Ferrari's Lewis Hamilton, winner of the season's first sprint in China, had a smile on his face again after finishing third with the safety car leading the closing laps before peeling off at the end. "My luck in Miami seems pretty good at the minute, really happy," grinned Norris, who won last year's main grand prix for his first F1 victory.
The Briton got lucky with the safety car just at the right moment as he pitted for slick tyres, with Piastri having already stopped, and came back out still in the lead he had inherited. "I probably would've preferred if this had happened tomorrow, rather than today, but I'll take it. Good job by the team," he said. Red Bull's Max Verstappen was handed a 10-second penalty for an unsafe release that led to a pitlane collision with Mercedes' pole-sitter Kimi Antonelli as the Italian was coming in and the champion pulling out.
That dropped four-time champion Verstappen to last of those who took the chequered flag. Antonelli finished 10th - the 18-year-old left with nothing more than the record for youngest ever F1 polesitter in any format after only 14 laps of actual racing from an original 19. Ferrari's Charles Leclerc crashed on his way from the pits to the starting grid, with heavy spray making conditions treacherous, and did not start.
The safety car led the field around before the start procedure was suspended, with drivers struggling to see, and all 19 cars returned to the pit lane before an eventual standing start on a drying track. Piastri seized the lead into turn one, with Antonelli forced wide and dropping to fourth as Norris and Verstappen also went past. "He pushed me off," shouted the Italian over the team radio, but the move stuck. Verstappen was investigated for a possible false start, with no further action, and then the track began to dry making a change of tyres increasingly look a rewarding but potentially risky move.

========================

[WHAT IS ASKED]
1. Decide whether each statement agrees with the race report, answering yes or no and quoting the words of the report that settle it: (a) Charles Leclerc crashed while driving from the pits to the starting grid. (b) Max Verstappen received a five-second penalty. (c) Kimi Antonelli finished third.
2. Output the lines of the records from the line containing "Find the green" through the end of the records, inclusive, reproducing them verbatim.

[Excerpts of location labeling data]

========================

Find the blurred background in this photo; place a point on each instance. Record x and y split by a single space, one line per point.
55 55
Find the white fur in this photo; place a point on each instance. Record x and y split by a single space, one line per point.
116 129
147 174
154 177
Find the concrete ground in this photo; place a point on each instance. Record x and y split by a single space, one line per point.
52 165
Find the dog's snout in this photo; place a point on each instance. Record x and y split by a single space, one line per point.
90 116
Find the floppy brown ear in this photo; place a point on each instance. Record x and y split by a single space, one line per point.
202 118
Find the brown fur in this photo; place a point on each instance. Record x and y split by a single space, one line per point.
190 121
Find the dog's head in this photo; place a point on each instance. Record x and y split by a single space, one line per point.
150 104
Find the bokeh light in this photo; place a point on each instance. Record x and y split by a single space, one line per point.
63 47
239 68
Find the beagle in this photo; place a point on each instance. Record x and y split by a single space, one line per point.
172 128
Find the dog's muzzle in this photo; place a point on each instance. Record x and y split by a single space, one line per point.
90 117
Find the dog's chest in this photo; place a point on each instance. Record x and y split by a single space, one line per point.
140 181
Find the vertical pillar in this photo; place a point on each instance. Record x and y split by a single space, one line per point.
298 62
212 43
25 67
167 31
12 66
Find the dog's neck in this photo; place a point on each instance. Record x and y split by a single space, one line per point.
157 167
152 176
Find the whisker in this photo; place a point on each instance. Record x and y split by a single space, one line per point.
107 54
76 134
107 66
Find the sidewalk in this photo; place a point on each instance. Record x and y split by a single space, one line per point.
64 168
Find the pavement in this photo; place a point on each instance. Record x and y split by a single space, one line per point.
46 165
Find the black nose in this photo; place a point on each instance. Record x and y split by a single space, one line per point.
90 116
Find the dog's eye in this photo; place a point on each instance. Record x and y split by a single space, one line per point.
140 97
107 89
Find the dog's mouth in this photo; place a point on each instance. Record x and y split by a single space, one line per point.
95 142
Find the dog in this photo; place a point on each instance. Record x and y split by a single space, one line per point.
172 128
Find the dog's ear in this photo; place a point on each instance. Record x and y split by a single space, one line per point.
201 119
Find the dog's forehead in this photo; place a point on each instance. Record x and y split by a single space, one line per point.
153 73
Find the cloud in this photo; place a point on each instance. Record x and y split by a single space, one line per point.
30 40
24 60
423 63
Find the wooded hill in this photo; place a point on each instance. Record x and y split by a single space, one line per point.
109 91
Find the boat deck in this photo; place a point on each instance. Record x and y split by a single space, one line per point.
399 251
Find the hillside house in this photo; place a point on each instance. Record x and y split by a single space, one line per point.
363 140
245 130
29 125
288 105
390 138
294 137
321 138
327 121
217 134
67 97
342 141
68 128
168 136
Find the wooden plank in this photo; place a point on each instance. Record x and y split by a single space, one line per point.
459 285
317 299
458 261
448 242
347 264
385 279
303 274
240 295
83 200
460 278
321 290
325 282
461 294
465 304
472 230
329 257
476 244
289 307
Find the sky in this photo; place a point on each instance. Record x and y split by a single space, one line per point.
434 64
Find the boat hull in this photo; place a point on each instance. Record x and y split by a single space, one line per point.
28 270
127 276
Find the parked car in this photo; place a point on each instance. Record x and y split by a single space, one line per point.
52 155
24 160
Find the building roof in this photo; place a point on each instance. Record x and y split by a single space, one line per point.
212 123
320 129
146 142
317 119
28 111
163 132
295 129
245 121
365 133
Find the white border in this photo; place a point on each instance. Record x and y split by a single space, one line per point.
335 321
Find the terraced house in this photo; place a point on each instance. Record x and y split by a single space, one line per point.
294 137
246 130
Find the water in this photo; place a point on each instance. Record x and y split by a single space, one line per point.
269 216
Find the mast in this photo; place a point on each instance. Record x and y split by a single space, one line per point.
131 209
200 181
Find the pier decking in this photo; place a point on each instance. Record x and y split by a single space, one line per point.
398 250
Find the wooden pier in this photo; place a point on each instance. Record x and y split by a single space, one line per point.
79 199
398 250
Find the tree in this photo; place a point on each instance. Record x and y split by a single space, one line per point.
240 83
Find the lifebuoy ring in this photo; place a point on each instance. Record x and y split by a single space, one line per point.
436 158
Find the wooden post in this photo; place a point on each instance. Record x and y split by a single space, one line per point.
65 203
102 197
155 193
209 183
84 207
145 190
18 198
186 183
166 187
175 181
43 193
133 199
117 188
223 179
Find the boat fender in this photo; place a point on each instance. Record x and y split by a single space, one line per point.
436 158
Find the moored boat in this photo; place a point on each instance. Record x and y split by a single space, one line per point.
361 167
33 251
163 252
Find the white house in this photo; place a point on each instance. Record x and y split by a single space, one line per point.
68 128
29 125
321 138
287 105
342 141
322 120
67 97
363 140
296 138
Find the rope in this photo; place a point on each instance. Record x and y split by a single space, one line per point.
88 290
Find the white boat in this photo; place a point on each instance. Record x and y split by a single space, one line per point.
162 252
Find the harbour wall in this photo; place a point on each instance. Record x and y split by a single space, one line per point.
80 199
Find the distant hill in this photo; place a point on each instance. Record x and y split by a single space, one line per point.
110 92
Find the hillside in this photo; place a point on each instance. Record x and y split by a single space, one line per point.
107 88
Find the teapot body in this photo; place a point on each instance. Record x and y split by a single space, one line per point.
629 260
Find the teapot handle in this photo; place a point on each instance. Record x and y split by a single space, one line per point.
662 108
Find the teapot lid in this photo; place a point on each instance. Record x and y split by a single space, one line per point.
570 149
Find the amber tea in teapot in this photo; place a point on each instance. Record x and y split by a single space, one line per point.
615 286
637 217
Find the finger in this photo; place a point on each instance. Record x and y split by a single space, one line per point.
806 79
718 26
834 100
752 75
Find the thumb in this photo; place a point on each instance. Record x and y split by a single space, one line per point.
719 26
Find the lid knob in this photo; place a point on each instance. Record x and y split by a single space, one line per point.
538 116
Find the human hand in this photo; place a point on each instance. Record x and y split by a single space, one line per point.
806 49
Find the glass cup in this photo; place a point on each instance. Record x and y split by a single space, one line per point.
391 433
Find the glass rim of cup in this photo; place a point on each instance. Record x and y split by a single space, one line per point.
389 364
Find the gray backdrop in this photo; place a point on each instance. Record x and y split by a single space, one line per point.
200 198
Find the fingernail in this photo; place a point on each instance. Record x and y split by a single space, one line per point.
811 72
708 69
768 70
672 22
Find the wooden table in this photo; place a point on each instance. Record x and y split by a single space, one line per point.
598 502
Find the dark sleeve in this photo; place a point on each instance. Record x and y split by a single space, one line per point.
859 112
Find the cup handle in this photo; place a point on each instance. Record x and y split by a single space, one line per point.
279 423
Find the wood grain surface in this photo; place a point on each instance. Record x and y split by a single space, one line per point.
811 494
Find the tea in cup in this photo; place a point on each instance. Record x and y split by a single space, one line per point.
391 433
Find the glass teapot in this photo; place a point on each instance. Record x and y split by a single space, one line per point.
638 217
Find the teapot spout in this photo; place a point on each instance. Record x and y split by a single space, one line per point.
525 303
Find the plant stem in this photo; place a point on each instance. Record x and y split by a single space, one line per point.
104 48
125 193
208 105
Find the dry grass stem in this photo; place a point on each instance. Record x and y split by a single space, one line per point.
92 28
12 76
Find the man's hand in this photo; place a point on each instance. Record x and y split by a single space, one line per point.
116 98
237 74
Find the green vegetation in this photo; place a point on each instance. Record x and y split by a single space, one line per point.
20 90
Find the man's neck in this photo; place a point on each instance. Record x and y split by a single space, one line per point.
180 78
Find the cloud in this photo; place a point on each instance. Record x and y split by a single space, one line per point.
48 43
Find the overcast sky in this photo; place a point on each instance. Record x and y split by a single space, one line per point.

========================

[RESPONSES IN ORDER]
1.
(a) Yes: "Ferrari's Charles Leclerc crashed on his way from the pits to the starting grid"
(b) No: "was handed a 10-second penalty for an unsafe release"
(c) No: "Antonelli finished 10th"

2.
Find the green vegetation in this photo; place a point on each instance. Record x and y split by a single space, one line per point.
20 90
Find the man's neck in this photo; place a point on each instance. Record x and y split by a single space, one line per point.
180 78
Find the cloud in this photo; place a point on each instance. Record x and y split by a single space, one line per point.
48 43
Find the overcast sky in this photo; place a point on each instance. Record x and y split by a single space, one line per point.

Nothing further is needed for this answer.